AIM OF THE EXERCISE => Output the data below as a JSON list of strings, starting with the line that contains "point at the wood grain pattern" and going on through the line that contains "<point>53,107</point>". Give one string per line and leave out blank lines.

# RAW RECORDS start

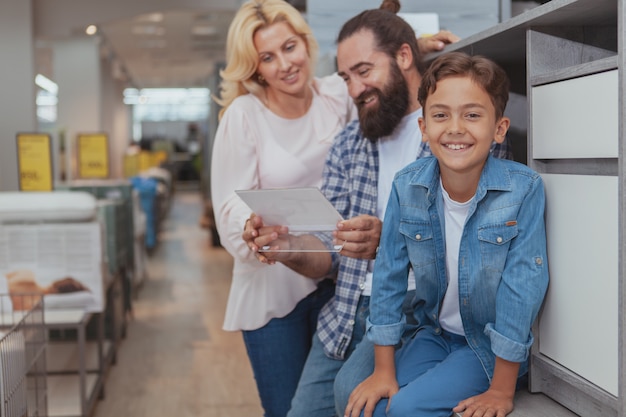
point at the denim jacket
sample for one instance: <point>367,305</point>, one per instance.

# RAW RECORDS end
# RAW RECORDS start

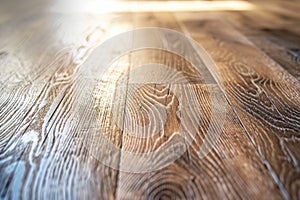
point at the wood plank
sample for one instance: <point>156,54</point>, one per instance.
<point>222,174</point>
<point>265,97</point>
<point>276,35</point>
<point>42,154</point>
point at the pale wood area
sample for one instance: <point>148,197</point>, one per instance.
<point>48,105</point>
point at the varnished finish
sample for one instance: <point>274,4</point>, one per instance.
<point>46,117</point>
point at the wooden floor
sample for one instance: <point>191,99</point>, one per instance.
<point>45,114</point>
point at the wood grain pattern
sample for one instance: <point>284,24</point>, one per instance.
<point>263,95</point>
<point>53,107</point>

# RAW RECORDS end

THE REPLY =>
[
  "point at the wood grain pattern",
  "sample for one instance: <point>284,24</point>, one per instance.",
  "<point>263,95</point>",
  "<point>53,107</point>"
]